→ ACTION ITEM
Give back all the data below exactly as it is shown.

^^^^

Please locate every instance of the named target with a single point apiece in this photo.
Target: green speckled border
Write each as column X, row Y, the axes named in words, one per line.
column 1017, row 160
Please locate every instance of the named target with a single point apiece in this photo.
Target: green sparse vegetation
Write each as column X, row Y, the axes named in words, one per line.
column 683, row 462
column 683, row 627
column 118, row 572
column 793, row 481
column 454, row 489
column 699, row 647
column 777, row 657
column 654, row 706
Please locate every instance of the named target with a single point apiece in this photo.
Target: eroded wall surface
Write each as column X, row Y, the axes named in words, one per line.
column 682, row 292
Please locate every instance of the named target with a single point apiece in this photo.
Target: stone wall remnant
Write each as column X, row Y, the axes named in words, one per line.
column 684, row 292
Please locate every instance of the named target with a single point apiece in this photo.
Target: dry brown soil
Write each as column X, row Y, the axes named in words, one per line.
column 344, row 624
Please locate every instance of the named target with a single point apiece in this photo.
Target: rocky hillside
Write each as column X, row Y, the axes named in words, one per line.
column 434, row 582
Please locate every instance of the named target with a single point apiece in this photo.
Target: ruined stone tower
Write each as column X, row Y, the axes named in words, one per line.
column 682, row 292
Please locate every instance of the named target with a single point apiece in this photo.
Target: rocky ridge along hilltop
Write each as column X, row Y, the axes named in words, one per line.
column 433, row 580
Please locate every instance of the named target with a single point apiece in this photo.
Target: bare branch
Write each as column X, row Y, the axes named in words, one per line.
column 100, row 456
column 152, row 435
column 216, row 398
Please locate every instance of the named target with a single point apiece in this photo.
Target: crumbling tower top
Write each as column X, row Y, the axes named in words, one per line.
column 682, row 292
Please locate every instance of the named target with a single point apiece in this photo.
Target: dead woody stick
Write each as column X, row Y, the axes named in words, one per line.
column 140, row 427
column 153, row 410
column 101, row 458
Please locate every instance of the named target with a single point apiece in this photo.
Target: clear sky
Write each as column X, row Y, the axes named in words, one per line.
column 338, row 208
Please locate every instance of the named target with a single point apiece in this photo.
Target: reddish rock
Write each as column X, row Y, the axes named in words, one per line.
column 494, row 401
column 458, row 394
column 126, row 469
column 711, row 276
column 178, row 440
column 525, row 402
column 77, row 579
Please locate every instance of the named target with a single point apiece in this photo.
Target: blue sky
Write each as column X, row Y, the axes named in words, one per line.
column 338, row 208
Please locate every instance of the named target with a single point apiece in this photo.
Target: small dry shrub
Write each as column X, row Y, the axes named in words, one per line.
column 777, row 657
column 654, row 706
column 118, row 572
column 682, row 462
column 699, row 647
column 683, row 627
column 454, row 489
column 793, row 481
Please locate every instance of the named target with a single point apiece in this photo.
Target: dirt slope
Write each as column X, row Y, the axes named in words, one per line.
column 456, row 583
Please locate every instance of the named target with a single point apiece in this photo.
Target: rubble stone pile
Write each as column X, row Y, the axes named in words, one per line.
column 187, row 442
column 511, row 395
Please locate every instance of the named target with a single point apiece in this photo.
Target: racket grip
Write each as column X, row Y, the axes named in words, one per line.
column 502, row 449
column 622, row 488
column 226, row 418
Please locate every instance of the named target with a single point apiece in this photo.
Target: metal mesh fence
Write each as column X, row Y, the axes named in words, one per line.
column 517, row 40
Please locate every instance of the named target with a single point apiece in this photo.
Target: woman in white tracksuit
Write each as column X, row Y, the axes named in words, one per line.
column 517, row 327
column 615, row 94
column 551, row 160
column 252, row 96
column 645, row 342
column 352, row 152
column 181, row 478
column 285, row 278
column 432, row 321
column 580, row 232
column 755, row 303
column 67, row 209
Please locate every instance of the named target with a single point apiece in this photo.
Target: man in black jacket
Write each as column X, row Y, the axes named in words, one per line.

^^^^

→ TASK SOLUTION
Please locate every instance of the named target with a single point apiece in this photo.
Target: green speckled border
Write each as column X, row Y, the axes named in words, one per line.
column 1017, row 160
Please locate every instance of the named target with a single point apiece in this photo.
Target: green sparse vegetation
Write each as column X, row Y, the axes named in words, one per line.
column 683, row 462
column 683, row 627
column 118, row 572
column 793, row 481
column 454, row 489
column 699, row 647
column 777, row 657
column 654, row 706
Please locate every instance of the named target with a single point apiece in this photo.
Target: eroded wall surface
Write each as column X, row Y, the axes named in words, one per line.
column 682, row 292
Please locate every instance of the named target with a single point apiece in this photo.
Target: stone wall remnant
Write each as column X, row Y, the axes named in words, one per line.
column 684, row 292
Please locate every instance of the named target with a single point apiece in this photo.
Target: dry brown soil
Write each as column X, row Y, the axes named in words, one per line.
column 344, row 624
Please locate every instance of the named target with a single point apiece in this photo.
Target: rocky hillside
Write each as column X, row Y, the axes named in words, one per line.
column 434, row 582
Please locate every instance of the named target with a single point apiece in this photo.
Target: ruined stone tower
Write each as column X, row Y, the axes named in words, one per line.
column 682, row 292
Please locate every instance of the named target with a single point apiece in this photo.
Target: rocky ridge along hilltop
Write each as column X, row Y, the axes named in words, one per line.
column 433, row 580
Please locate every instance of the named target with a single point apiece in this photo.
Target: bare branch
Write each as column X, row Y, the axes named in words, one per line.
column 100, row 456
column 152, row 435
column 216, row 398
Please locate every instance of the named target with a single point apiece in this photo.
Target: crumbling tower top
Write each as column X, row Y, the axes named in words, one per line.
column 682, row 292
Please locate every instance of the named target with a single point apiece in this photo.
Target: dead woody stick
Write each as column X, row Y, the axes named in words, one per line.
column 140, row 427
column 153, row 410
column 101, row 458
Please locate every instance of the named target with a single point apiece in this photo.
Target: clear sky
Write each as column X, row Y, the axes named in words, one per line.
column 338, row 208
Please locate every instance of the named target with a single point apiece in this photo.
Target: reddish rock
Write each as column X, row Y, the axes named in words, one per line.
column 494, row 401
column 458, row 394
column 126, row 469
column 711, row 276
column 178, row 440
column 525, row 402
column 77, row 579
Please locate every instance of the named target with a single point apiece in this photo.
Target: blue sky
Write each as column X, row Y, the axes named in words, one per line.
column 338, row 208
Please locate every instance of the named target with a single point apiece in this photo.
Target: small dry shrub
Write each as column X, row Y, the axes named in words, one per line.
column 777, row 657
column 654, row 706
column 118, row 572
column 682, row 462
column 699, row 647
column 683, row 627
column 454, row 489
column 793, row 481
Please locate every instance of the named target with a single point apiece in this photo.
Target: dirt slope
Write each as column X, row Y, the axes named in words, one per line.
column 456, row 583
Please locate every instance of the named target with a single point apiece in this photo.
Target: rubble stone pile
Write each as column X, row Y, the axes named in words, one per line.
column 187, row 442
column 511, row 395
Please locate every instance of the named target with a single point apiece in this photo.
Target: racket grip
Write each as column X, row Y, the axes named in words, one per line.
column 502, row 449
column 622, row 488
column 226, row 418
Please locate every instance of the named target with a single point apiece in this photo.
Target: metal mesh fence
Write each as column X, row Y, the axes named in words, one per line.
column 517, row 40
Please locate every instance of the named target with a single point apiece in this photo.
Target: woman in white tracksuit
Write each as column X, row Y, the axes named in words, one per line.
column 517, row 327
column 615, row 94
column 551, row 160
column 252, row 96
column 645, row 342
column 352, row 152
column 181, row 478
column 285, row 278
column 432, row 321
column 580, row 232
column 755, row 303
column 67, row 209
Please locate every instance of the named target with a single point apiece in this photo.
Target: man in black jacket
Write each as column X, row Y, the axes named in words, one per line.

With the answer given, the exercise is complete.